** Opening TEXT SEGMENT block **
The logic behind Infolady is simple, she notes: if people cannot access technology, then technology needs to travel to them.

The women crisscross the countryside, carrying equipment able to take and send test results to medical clinics, offering prenatal checks, or setting up Skype sessions for villagers. They also carry offline content on their laptops, such as educational videos about farming. The scheme is not charity. Instead, the women charge a small fee for each service, allowing them to earn an income and invest back into their business.

“Dnet believes that when there is no other solution, charity may work,” says Raihan. “However, for sustained improvement of the lives of marginalised people, we need to create opportunities for them through entrepreneurship.”

Most Infoladies are between 18 and 35 years old, married, living with their in-laws and from very poor families. Many have never seen a laptop before. New joiners undergo at least nine days of training in basic skills, healthcare and technology, before deciding on the suite of services they want to offer to their rural customers.
** Closing TEXT SEGMENT block **
** Opening DATA UNDER STUDY block **
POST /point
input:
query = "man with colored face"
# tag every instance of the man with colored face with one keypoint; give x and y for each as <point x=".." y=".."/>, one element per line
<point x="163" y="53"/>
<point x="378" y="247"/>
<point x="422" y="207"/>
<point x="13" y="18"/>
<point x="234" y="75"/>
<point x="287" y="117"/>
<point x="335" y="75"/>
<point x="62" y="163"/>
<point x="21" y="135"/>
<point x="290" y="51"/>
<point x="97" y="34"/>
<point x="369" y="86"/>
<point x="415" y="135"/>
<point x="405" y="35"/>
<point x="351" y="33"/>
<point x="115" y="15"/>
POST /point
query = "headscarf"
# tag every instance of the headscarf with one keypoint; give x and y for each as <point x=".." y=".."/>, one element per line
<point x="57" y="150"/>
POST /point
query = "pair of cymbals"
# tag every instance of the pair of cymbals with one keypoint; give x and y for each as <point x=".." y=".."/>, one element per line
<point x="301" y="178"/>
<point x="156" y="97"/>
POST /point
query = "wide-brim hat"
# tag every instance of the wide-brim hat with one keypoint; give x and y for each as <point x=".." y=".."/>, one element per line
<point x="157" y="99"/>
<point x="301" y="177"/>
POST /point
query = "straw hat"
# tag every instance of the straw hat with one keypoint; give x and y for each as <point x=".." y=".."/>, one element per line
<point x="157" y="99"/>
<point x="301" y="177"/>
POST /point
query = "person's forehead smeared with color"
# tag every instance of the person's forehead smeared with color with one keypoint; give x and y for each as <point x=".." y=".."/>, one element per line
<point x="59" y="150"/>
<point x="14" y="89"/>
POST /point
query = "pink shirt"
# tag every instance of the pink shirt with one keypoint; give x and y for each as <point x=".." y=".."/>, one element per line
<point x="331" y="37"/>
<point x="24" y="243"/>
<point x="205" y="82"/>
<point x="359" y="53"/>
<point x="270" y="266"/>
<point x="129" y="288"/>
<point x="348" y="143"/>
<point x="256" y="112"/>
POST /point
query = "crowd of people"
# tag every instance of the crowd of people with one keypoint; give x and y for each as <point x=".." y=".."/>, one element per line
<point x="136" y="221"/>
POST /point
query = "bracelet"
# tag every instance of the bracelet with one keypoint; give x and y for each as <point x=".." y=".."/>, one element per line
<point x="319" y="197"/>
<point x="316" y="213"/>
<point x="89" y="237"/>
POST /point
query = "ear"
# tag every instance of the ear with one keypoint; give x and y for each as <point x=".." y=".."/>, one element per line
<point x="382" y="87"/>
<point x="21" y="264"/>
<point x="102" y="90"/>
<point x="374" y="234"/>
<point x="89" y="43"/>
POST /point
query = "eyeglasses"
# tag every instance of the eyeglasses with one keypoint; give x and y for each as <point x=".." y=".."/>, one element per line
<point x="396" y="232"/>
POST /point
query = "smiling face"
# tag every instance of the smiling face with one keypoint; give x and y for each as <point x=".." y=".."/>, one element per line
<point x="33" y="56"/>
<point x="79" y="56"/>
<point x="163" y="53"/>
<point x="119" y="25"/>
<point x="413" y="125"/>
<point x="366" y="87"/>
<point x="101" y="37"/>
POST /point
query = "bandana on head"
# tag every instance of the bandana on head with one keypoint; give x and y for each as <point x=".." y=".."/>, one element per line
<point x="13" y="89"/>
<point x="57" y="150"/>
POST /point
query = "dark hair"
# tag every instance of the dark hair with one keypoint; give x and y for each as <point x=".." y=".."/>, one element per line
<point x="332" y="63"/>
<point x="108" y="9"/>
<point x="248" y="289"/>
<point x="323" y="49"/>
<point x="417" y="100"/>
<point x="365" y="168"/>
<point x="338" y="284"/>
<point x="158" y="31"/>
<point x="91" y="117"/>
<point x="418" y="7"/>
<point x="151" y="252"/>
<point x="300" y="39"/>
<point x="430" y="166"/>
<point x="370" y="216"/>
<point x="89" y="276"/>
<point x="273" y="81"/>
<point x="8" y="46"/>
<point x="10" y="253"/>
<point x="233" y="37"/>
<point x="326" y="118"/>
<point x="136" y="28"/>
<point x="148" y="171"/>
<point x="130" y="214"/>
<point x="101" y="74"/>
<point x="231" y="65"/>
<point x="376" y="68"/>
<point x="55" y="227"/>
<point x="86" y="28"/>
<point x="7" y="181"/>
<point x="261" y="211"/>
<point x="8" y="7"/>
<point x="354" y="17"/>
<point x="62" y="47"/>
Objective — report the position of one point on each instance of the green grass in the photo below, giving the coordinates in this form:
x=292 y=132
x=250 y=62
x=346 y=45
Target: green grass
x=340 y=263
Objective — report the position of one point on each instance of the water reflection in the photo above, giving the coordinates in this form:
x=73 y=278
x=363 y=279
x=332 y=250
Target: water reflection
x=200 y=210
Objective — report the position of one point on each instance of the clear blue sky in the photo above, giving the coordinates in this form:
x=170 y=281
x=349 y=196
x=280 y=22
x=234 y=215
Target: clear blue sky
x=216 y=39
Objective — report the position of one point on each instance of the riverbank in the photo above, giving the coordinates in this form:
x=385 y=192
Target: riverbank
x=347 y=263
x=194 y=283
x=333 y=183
** Closing DATA UNDER STUDY block **
#### EXERCISES TO COMPLETE:
**1.** In the Infolady text, copy word for word the passage starting at "The logic behind" and ending at "into their business.".
**2.** According to the Infolady text, what traits do most Infoladies share? List them all.
**3.** Extend the text about the Infoladies of Bangladesh, starting after its last sentence.

#### TASK-BY-TASK OUTPUTS:
**1.**
The logic behind Infolady is simple, she notes: if people cannot access technology, then technology needs to travel to them.

The women crisscross the countryside, carrying equipment able to take and send test results to medical clinics, offering prenatal checks, or setting up Skype sessions for villagers. They also carry offline content on their laptops, such as educational videos about farming. The scheme is not charity. Instead, the women charge a small fee for each service, allowing them to earn an income and invest back into their business.

**2.**
- between 18 and 35 years old
- married
- living with their in-laws
- from very poor families

**3.**
Infoladies can pick from services such as blood pressure tests, priced at about $0.13, pregnancy risk assessments for $0.06, or internet browsing for $0.39, for customers who want to job-hunt or check their exam results. Infoladies also offer Skype calls at $1.30 an hour, providing a chance for families to contact male relatives who often work overseas.

“All the health-related services are popular,” says Soma, who also offers mHealth for pregnant women, where advice is sent by mobile phone. “There are no well-equipped community clinics in these villages for getting proper medical treatment.”

Soma earns between $100 and $125 a month, a typical income for an Infolady that stretches up to $150 for some. She also pays back $30 each month for her loan. Infoladies purchase their equipment using a mix of their own savings and a bank loan with preferential terms.

“Currently, the National Bank Limited, Bangladesh provides loans where Infoladies pay 9 per cent interest,” explains Raihan. “Commercial interest rates in Bangladesh are usually between 15 and 17 per cent.”

The average set-up cost is between BDT35,000 and BDT75,000 (about $440 to $945), including the cost of a bicycle.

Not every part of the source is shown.